[Directive]: Keep the pictures out and restate every record exactly.

§ §

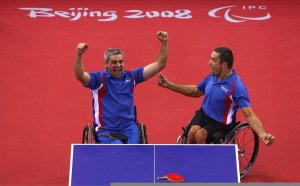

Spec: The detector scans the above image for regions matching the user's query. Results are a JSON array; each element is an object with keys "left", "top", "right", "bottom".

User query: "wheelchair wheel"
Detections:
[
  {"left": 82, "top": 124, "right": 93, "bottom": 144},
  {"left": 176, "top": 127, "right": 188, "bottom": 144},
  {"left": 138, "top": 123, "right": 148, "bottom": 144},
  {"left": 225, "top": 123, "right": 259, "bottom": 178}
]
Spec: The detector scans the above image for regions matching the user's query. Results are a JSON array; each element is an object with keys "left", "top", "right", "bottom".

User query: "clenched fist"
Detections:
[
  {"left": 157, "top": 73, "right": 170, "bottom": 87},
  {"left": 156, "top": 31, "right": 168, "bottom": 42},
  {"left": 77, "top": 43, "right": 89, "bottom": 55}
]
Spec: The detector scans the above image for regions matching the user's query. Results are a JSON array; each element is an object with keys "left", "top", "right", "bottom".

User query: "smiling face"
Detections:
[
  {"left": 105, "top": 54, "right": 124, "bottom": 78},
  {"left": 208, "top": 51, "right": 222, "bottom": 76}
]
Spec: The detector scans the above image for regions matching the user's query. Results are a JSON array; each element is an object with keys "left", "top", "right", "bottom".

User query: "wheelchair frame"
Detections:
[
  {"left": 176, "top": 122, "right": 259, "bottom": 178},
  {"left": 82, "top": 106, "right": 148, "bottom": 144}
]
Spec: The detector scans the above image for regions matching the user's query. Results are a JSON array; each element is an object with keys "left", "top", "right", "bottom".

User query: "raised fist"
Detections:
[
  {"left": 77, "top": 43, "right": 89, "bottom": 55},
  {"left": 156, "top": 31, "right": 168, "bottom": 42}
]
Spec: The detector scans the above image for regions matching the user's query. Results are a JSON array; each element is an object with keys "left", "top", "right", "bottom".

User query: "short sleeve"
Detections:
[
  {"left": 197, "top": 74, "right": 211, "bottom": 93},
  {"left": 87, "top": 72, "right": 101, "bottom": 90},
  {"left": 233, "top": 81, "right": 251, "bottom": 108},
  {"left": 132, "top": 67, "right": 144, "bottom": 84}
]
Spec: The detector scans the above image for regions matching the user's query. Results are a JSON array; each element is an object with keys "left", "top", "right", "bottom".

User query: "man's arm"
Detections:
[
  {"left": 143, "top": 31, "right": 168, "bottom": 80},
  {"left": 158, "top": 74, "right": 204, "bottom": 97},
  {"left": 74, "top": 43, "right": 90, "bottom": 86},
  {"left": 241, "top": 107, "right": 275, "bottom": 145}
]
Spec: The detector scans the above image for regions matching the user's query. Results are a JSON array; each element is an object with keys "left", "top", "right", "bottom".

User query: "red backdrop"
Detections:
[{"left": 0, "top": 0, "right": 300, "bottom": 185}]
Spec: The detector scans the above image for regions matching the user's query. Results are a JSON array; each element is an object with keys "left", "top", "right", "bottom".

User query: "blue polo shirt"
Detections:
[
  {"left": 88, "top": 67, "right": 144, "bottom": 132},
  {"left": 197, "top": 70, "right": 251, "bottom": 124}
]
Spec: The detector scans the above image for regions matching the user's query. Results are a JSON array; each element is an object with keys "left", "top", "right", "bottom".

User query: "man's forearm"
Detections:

§ §

[Answer for the task]:
Spec: The detector scans the above image for regions matching the user's query. Results are a JSON array; each element is an object with keys "left", "top", "right", "bottom".

User query: "wheelchair wheel"
Detections:
[
  {"left": 82, "top": 124, "right": 93, "bottom": 144},
  {"left": 176, "top": 127, "right": 188, "bottom": 144},
  {"left": 138, "top": 123, "right": 148, "bottom": 144},
  {"left": 225, "top": 123, "right": 259, "bottom": 178}
]
Spec: The detector scans the above image for regions matching the user's query. Results are a JSON array; each element is an object with keys "left", "top", "right", "bottom".

User query: "clenched fist"
Detections:
[
  {"left": 157, "top": 73, "right": 170, "bottom": 87},
  {"left": 156, "top": 31, "right": 168, "bottom": 42},
  {"left": 77, "top": 43, "right": 89, "bottom": 55}
]
Spec: The detector scans the above image for regions matching the user's query. Results are a JSON array; each element is an object with keys "left", "top", "right", "bottom".

User query: "smiling face"
Detections:
[
  {"left": 105, "top": 54, "right": 124, "bottom": 78},
  {"left": 208, "top": 51, "right": 222, "bottom": 76}
]
Spec: The detector scans the above image for regions matching the user's query. Results are a JSON array; each element is an object with keys "left", "top", "right", "bottom".

User query: "wheelchair frame"
Detections:
[
  {"left": 176, "top": 122, "right": 259, "bottom": 178},
  {"left": 82, "top": 106, "right": 148, "bottom": 144}
]
Spec: The detector scans the above image for regions matching the user's query. Results are a JSON array; each element is an object with keys "left", "top", "right", "bottom".

User query: "raised fist"
Detections:
[
  {"left": 77, "top": 43, "right": 89, "bottom": 55},
  {"left": 156, "top": 31, "right": 168, "bottom": 42}
]
Spec: The detector scans the above image for regions matching the user's query. Results are a JSON array; each element is an object with keys "left", "top", "right", "bottom".

User query: "short sleeve"
Detections:
[
  {"left": 197, "top": 74, "right": 211, "bottom": 93},
  {"left": 87, "top": 72, "right": 101, "bottom": 90},
  {"left": 233, "top": 81, "right": 251, "bottom": 108},
  {"left": 132, "top": 67, "right": 144, "bottom": 84}
]
Spec: The detector scans the above image for regions matching the user's query. Results are a JSON array; each element is an object with keys "left", "top", "right", "bottom".

User query: "man's arm"
Detections:
[
  {"left": 143, "top": 31, "right": 168, "bottom": 80},
  {"left": 158, "top": 74, "right": 204, "bottom": 97},
  {"left": 74, "top": 43, "right": 90, "bottom": 86},
  {"left": 241, "top": 107, "right": 275, "bottom": 145}
]
Spec: The detector scans the above image for regions matching the user's query. Results are a JSON array; each element is an object with keys "left", "top", "right", "bottom".

User query: "red backdrop"
Detections:
[{"left": 0, "top": 0, "right": 300, "bottom": 185}]
Spec: The detector scans the above image for regions matching the user's query. Results are a JSON array; each element is an object with keys "left", "top", "right", "bottom".

User query: "blue polo shirt"
Detections:
[
  {"left": 88, "top": 67, "right": 144, "bottom": 132},
  {"left": 197, "top": 70, "right": 251, "bottom": 124}
]
Spec: The detector scans the above image for regions matching the user's query. Results are a JSON array; each element is an object with keys "left", "top", "right", "bottom".

User query: "man's forearm"
Detections:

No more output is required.